What you should do: Tally the lines in the listing below that contain the string "bowl". Reply with the number alone.

Excerpts from a pointing dataset:
********************
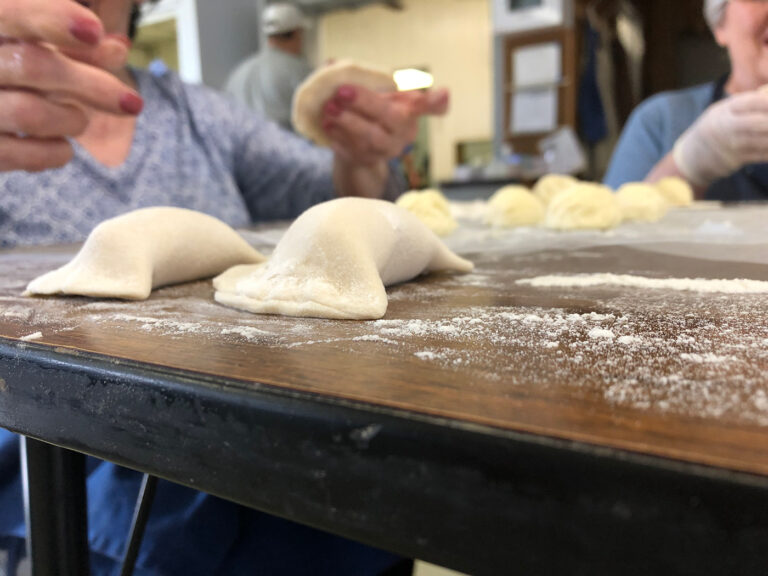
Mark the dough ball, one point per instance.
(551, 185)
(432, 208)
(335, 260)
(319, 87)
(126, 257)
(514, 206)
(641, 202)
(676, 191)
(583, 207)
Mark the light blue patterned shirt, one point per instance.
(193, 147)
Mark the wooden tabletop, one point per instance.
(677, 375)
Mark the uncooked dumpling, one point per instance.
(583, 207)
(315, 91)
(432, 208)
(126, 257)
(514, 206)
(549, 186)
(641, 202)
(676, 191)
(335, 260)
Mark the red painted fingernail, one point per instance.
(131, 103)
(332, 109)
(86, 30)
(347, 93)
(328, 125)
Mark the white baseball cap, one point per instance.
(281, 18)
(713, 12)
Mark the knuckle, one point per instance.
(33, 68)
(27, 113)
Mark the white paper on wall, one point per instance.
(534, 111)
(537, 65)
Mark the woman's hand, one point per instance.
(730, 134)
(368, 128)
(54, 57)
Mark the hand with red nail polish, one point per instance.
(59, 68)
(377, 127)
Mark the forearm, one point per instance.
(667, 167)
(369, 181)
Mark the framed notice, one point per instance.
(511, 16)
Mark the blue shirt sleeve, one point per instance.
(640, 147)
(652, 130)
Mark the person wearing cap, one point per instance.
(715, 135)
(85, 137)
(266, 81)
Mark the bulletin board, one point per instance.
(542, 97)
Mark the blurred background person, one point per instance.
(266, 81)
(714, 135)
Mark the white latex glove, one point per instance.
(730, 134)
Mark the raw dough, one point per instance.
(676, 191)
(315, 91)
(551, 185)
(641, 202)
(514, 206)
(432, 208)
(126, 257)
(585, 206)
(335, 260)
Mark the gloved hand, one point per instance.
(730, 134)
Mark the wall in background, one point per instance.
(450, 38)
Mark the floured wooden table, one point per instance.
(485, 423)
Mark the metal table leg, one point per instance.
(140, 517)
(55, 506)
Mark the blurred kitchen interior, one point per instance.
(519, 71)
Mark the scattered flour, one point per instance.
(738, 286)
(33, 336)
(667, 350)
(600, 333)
********************
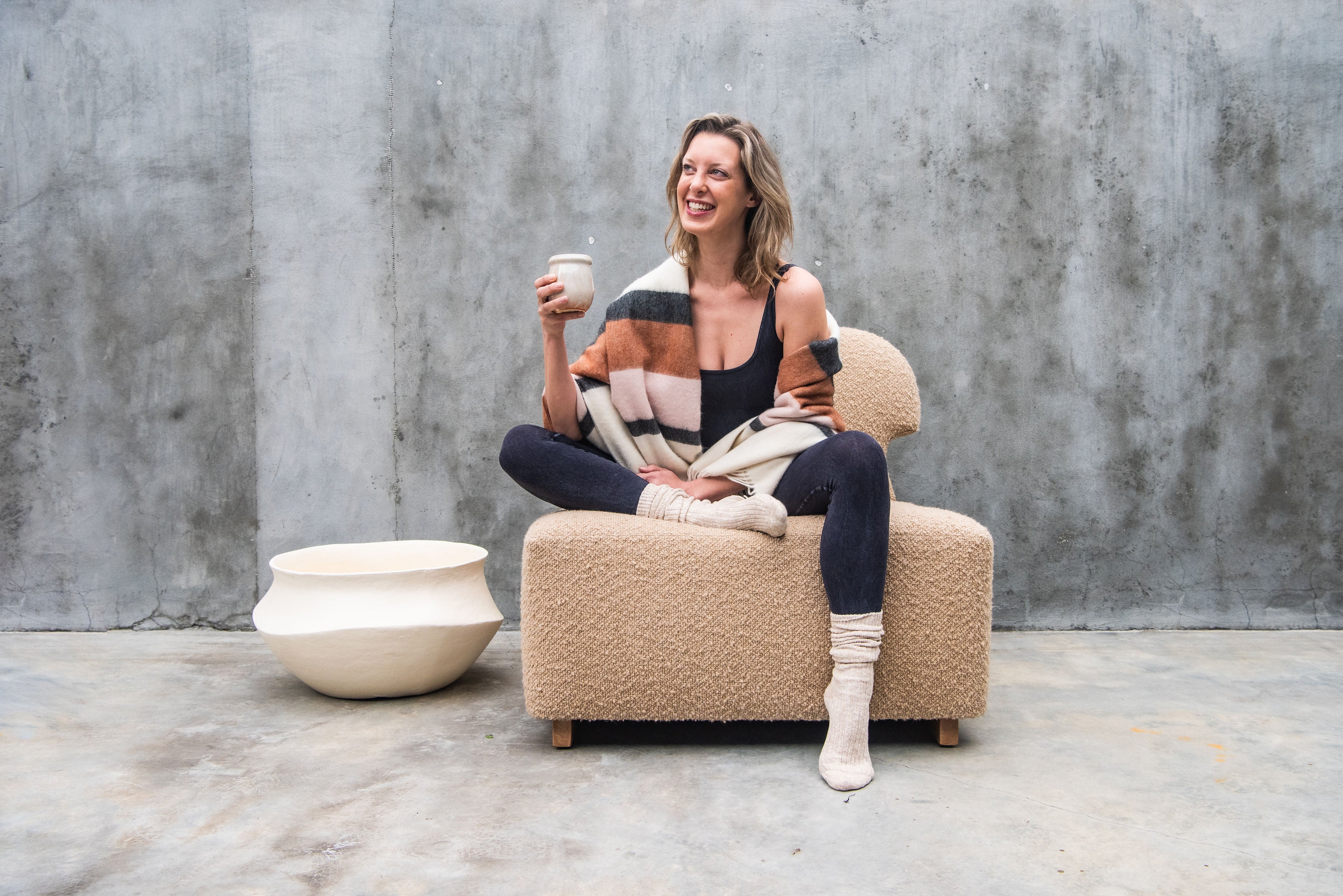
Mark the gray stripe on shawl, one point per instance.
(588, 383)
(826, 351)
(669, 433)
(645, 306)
********************
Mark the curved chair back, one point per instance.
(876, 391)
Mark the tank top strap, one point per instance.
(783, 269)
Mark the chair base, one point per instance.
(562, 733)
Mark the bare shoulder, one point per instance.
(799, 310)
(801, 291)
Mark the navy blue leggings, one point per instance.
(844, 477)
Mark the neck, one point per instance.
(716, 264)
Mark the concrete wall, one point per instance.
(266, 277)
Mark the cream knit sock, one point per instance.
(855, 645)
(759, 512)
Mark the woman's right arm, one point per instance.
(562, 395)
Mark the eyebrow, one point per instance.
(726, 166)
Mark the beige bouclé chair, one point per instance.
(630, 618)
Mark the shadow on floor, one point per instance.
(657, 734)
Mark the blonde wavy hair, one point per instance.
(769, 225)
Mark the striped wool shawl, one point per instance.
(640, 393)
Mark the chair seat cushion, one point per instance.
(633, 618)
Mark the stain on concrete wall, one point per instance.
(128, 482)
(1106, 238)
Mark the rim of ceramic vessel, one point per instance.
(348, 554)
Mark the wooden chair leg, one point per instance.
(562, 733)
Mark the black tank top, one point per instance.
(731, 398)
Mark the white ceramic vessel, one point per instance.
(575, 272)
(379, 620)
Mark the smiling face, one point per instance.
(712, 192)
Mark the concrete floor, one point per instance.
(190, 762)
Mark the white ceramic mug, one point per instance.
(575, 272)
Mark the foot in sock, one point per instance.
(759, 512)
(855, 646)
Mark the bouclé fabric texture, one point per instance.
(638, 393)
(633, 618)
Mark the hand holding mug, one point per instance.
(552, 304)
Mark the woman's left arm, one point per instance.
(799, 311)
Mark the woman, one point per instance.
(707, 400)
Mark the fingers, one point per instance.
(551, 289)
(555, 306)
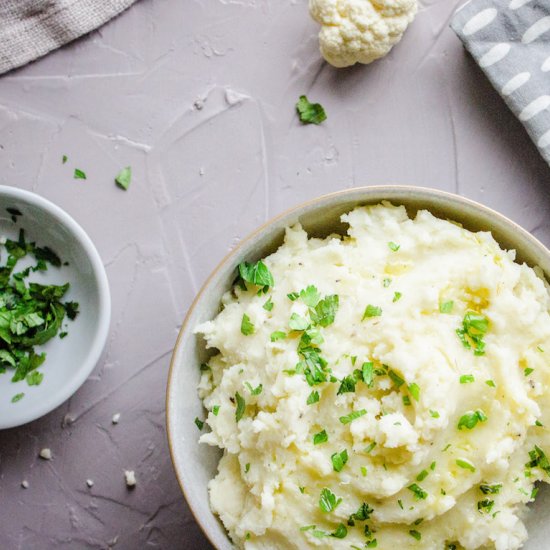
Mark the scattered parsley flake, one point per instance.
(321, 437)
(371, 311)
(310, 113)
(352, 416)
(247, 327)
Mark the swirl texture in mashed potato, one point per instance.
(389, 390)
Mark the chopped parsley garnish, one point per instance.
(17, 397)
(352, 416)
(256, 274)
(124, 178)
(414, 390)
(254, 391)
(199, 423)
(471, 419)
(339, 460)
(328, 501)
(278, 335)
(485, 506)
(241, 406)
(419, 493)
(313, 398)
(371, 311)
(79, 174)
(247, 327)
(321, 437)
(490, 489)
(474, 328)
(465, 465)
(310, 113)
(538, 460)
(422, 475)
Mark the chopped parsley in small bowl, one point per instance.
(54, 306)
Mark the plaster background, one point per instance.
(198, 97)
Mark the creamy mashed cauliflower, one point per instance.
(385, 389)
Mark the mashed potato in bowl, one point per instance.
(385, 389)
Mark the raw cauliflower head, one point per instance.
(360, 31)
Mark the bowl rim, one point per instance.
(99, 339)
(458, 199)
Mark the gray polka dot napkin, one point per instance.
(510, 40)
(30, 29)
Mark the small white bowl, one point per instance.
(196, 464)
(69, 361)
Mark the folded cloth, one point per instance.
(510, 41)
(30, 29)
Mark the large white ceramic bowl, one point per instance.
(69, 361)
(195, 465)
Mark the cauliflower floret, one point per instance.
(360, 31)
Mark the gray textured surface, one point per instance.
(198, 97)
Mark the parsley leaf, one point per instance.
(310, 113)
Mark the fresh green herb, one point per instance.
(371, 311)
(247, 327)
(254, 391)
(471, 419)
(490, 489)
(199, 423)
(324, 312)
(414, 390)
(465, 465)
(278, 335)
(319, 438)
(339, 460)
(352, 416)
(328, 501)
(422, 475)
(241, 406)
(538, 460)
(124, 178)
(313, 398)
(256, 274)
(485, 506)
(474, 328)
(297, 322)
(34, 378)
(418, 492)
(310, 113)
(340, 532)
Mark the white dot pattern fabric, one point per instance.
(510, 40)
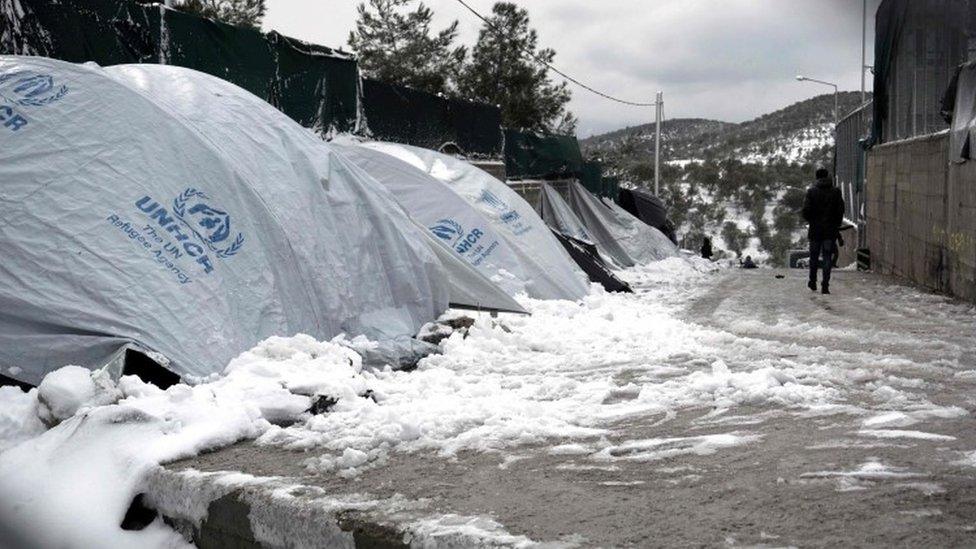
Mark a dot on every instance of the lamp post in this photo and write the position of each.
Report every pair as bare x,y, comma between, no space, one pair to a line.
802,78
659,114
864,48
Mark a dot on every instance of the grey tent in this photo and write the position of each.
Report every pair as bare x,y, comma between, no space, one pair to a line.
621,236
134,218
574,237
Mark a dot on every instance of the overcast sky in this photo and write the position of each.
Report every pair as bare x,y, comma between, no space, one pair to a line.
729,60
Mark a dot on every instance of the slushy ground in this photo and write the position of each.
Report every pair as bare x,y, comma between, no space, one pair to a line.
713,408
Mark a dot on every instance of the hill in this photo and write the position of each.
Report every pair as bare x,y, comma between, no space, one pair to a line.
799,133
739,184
********************
Task output: 5